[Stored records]
══════

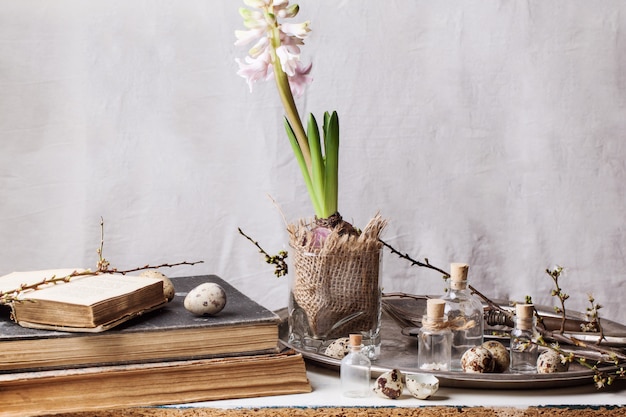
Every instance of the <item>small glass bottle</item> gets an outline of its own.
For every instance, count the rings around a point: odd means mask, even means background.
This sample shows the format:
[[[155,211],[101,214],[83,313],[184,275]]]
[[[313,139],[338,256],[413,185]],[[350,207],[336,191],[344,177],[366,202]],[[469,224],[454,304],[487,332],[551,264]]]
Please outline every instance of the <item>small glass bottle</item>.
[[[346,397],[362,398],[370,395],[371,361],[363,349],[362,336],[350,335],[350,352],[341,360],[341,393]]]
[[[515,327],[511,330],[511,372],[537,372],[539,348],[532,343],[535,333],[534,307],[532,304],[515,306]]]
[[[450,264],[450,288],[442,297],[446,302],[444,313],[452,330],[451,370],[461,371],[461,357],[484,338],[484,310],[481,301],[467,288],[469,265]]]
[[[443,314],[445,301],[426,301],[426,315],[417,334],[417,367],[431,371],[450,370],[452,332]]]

══════

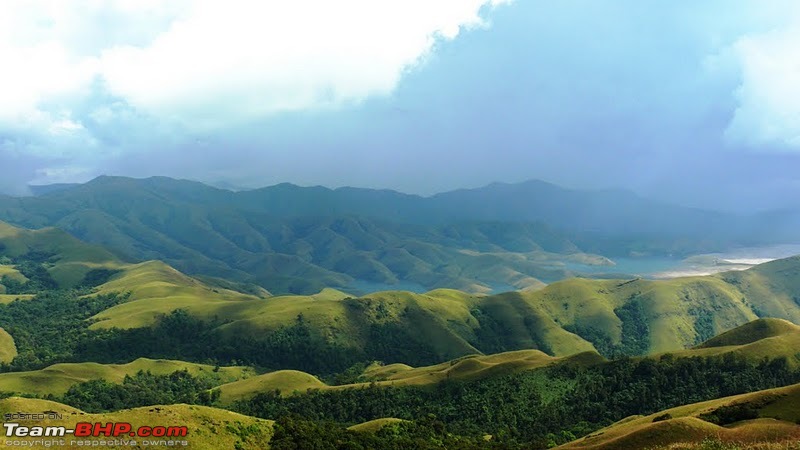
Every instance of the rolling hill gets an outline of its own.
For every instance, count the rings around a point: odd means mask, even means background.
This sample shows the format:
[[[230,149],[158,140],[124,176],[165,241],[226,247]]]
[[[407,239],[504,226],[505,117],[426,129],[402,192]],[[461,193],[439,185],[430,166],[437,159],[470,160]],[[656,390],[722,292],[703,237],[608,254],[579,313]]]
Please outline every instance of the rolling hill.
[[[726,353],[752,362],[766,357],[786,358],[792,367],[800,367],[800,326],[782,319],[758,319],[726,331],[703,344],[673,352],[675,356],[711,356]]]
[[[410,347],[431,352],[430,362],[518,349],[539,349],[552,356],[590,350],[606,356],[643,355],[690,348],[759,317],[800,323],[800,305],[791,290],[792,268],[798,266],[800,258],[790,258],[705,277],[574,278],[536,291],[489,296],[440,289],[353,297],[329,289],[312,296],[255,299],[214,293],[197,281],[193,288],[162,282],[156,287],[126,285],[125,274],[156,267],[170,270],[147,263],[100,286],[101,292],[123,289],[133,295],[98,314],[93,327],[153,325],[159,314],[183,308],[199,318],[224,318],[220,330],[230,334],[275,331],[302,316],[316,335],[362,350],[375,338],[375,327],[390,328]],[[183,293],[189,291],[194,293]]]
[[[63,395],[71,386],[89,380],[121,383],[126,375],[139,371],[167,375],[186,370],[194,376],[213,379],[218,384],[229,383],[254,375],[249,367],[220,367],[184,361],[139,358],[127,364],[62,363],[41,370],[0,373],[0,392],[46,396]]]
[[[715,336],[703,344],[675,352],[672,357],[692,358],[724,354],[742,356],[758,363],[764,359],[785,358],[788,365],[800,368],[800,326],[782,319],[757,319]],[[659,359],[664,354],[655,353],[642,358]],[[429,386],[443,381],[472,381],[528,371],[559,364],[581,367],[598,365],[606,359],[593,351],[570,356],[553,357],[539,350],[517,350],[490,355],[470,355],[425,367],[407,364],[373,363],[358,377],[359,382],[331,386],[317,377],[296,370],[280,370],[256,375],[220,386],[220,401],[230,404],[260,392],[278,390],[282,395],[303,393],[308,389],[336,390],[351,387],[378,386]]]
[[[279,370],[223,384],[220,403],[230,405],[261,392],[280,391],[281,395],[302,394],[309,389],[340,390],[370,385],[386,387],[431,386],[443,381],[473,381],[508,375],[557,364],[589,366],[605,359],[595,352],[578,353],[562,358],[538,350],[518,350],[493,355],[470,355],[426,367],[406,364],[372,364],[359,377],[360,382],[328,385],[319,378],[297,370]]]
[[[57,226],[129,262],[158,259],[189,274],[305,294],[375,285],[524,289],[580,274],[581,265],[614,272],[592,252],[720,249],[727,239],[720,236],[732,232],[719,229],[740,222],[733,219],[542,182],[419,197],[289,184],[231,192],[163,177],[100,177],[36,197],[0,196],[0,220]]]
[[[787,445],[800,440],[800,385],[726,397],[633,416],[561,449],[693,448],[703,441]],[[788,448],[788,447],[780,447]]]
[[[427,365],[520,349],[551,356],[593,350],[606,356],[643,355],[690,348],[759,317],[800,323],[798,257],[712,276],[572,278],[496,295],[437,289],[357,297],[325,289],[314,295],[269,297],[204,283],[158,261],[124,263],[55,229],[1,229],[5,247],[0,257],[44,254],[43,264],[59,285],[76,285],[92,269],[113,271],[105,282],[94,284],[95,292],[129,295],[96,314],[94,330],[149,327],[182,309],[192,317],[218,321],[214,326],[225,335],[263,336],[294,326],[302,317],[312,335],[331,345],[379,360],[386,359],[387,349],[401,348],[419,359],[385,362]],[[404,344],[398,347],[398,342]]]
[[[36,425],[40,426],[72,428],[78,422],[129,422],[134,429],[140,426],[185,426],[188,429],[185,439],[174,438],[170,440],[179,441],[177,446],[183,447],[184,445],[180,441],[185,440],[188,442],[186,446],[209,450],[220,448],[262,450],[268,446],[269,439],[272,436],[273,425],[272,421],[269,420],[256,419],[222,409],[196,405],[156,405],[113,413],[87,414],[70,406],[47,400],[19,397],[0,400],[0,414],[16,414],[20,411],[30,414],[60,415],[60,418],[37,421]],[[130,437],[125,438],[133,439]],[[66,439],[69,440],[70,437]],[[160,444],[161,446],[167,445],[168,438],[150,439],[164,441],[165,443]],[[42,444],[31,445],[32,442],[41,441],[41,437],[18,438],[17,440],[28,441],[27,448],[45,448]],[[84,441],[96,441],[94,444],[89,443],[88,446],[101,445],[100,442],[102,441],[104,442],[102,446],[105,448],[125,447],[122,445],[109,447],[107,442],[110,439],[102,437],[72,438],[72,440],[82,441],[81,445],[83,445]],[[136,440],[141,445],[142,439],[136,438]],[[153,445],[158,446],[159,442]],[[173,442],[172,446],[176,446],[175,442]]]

══════

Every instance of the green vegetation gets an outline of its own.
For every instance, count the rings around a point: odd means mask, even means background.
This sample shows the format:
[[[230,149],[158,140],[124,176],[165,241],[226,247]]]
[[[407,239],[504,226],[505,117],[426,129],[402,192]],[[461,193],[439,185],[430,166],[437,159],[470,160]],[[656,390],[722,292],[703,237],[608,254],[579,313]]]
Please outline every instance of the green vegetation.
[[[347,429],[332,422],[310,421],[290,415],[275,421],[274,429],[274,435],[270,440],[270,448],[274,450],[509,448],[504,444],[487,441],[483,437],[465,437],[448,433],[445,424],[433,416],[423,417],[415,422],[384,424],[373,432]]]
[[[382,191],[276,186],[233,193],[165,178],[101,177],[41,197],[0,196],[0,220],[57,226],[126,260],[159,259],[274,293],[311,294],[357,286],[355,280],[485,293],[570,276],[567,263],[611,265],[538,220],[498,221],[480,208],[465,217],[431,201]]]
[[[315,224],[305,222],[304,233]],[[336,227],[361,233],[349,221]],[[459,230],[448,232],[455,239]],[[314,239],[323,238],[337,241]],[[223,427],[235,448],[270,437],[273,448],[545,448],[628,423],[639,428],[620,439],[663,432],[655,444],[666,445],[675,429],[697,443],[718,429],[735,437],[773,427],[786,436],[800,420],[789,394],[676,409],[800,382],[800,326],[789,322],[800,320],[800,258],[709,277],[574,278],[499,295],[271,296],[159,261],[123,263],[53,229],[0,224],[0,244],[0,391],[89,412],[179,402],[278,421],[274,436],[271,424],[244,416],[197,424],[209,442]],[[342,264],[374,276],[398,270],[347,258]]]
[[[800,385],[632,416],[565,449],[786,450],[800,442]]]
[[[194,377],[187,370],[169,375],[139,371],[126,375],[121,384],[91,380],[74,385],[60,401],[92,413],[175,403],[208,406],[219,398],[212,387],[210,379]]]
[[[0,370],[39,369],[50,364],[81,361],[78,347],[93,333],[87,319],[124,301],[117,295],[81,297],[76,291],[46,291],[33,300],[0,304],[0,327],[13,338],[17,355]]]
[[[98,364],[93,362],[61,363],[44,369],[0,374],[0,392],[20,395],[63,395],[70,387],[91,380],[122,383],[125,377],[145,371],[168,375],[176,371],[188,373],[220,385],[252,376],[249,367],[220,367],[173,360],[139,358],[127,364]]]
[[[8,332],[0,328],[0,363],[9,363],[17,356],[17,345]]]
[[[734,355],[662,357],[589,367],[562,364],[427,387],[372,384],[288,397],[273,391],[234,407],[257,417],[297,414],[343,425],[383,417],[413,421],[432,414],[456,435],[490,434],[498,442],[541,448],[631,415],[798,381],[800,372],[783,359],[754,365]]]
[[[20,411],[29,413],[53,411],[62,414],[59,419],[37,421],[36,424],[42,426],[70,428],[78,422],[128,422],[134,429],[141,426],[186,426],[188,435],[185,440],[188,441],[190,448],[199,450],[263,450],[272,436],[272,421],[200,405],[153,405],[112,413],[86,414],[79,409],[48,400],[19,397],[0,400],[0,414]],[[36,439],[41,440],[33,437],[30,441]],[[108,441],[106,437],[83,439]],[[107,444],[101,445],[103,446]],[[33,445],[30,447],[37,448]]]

══════

Which lines of the entries above contain the string "gets"? Copy each one.

» **Expected answer**:
Every instance of the <item>small glass bottle</item> gets an outline of its own.
Every instance of the rolling hill gets an outline of its own.
Every instance of the green vegetation gets an outline of its own.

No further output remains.